* **Source extract**
Kritisk Revy (Danish: Critical Review) was a quarterly architecture magazine. It was briefly published between 1926 and 1928 in Copenhagen, Denmark. The magazine played a significant role in developing avant-garde culture in Scandinavia in the period between World War I and World War II. It is also the early source for the Danish modern.

History and profile
Kritisk Revy was established in 1926. The first issue appeared in July 1926. The founders were architects and left-wing intellectuals. The headquarters was in Copenhagen. The editor of the magazine was Poul Henningsen. Although three issues were published in the first year, the frequency of Kritisk Revy was quarterly for the following years.

Kritisk Revy contained articles that led to various polemics. These articles were not only written in Danish but also in other languages. The focus of magazine was avant-garde architecture and design. However, the topics were not limited to these subjects in that the magazine covered various topics related to Danish life, including nature preservation, literature and religion. The magazine also embraced a wide range of modern topics, including advertising, shop window design, jazz music, variety theatre and film.

* **Objectives**
- a) Reproduce the listing from the line that has "[point] every instance of the rainbow" through its final line, both included, with each request line unchanged and every x and y coordinate in the answers scaled by 0.25 and rounded to a whole number, halves rounded up.
- b) Finish out the next part of the text about the magazine Kritisk Revy, picking up after its final sentence.

* **Data provided**
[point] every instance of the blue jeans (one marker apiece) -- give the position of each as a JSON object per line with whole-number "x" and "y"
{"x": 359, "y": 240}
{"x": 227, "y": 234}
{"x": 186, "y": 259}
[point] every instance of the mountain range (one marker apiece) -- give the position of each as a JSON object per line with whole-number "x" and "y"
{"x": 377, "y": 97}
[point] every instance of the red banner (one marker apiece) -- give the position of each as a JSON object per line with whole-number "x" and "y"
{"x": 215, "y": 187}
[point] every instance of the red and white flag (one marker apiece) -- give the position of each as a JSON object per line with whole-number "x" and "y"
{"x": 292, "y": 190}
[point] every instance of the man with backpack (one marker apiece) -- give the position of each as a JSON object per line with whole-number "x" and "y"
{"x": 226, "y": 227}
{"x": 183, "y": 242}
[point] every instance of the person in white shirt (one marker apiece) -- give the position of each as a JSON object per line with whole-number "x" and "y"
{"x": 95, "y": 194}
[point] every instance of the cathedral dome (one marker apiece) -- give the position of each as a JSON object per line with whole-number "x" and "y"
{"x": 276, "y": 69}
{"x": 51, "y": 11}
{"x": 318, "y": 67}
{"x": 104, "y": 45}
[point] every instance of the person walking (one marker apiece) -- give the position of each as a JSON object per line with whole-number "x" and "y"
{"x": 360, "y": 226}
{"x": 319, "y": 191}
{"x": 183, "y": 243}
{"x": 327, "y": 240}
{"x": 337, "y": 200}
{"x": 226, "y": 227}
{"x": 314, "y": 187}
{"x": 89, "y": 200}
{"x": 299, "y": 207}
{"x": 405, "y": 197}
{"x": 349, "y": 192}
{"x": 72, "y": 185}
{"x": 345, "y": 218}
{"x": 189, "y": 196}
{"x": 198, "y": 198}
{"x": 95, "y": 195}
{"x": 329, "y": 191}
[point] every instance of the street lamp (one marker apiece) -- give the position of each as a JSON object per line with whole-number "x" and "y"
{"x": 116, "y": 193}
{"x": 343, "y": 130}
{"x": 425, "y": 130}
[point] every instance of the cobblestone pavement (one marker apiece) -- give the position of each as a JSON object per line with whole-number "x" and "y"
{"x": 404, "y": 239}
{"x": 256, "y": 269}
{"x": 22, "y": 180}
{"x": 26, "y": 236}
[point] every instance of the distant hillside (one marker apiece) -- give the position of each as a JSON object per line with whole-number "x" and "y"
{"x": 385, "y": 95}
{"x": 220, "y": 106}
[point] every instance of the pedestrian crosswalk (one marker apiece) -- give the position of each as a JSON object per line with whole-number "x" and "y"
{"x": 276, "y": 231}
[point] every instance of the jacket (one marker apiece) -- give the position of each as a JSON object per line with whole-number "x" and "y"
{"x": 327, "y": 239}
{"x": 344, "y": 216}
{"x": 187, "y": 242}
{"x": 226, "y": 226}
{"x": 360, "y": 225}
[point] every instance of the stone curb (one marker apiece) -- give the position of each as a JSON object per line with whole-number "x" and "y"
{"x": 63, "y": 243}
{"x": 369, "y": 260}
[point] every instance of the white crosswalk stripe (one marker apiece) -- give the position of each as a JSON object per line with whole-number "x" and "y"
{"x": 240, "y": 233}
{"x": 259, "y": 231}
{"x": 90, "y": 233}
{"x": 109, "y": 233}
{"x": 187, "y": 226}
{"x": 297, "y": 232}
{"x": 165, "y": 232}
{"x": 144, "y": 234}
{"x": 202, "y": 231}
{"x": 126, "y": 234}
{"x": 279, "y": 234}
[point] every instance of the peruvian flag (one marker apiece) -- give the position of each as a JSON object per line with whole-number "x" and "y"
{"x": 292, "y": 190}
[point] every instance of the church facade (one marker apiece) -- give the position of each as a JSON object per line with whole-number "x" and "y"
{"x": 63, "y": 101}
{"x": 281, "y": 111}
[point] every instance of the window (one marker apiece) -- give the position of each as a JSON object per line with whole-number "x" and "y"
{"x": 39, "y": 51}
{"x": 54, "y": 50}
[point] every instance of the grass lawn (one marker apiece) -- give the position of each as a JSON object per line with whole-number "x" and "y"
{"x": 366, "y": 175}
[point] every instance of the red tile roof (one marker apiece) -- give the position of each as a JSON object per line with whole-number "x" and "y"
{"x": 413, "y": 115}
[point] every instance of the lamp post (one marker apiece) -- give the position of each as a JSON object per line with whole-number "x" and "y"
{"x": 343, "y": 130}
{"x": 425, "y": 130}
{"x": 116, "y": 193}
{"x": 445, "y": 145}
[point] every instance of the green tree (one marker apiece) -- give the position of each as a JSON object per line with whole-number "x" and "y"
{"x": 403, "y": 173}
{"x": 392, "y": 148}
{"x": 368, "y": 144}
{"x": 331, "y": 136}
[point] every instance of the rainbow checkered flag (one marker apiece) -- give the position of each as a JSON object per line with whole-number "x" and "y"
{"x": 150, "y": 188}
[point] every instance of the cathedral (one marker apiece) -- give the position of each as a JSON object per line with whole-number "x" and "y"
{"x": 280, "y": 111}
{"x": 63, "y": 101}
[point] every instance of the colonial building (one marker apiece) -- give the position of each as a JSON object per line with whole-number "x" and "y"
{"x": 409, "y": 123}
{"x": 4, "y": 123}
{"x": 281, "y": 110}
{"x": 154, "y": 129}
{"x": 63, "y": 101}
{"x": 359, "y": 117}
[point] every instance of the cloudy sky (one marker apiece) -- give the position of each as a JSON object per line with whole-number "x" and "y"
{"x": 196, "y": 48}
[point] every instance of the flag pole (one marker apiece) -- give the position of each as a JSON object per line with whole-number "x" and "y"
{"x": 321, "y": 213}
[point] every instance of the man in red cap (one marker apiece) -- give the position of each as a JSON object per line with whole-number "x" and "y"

* **Task responses**
- a)
[point] every instance of the rainbow checkered flag (one marker apiece) -- give the position of each as a JSON object per line with whole-number "x" and "y"
{"x": 38, "y": 47}
[point] every instance of the cathedral (one marker apiece) -- give the position of each as a JSON object per line with whole-number "x" and "y"
{"x": 70, "y": 28}
{"x": 16, "y": 25}
[point] every instance of the colonial building (one marker apiece) -- give the position of each as a JSON object per line with whole-number "x" and "y"
{"x": 102, "y": 31}
{"x": 1, "y": 31}
{"x": 70, "y": 28}
{"x": 39, "y": 32}
{"x": 16, "y": 25}
{"x": 90, "y": 29}
[point] every instance of the cloudy sky (one marker apiece) -- give the position of each as a JSON object per line with whole-number "x" and "y"
{"x": 49, "y": 12}
[point] every instance of the flag pole (one marker apiece) -- give the position of each as a JSON object per line with whole-number "x" and "y"
{"x": 80, "y": 53}
[point] every instance of the man in red cap (one marker apiece) -- give the position of each as a JSON object per line with whole-number "x" and "y"

- b)
The contributors adopted the notion of art for society's sake. The magazine laid the basis of early Scandinavian modernism. It frequently carried articles about the architecture and planning of Copenhagen and other Nordic cities. Significant contributors of Kritisk Revy included Otto Gelsted, Edvard Heiberg and Hans Kirk who would be a member of the Danish Communist Party.

The magazine did not share the political approach of Klingen, a former Danish magazine, but affected from its approach towards European art. This effect was observed in the large format of Kritisk Revy (35.2 x 21.6 cm). In addition, the magazine also included frequent illustrations and graphic formats like Klingen.

The circulation of Kritisk Revy ranged between 1800 and 2000 copies. The magazine ceased publication with the eleventh issue that appeared in Christmas 1928. The reason for ending publication was announced by the magazine that it accomplished the goals.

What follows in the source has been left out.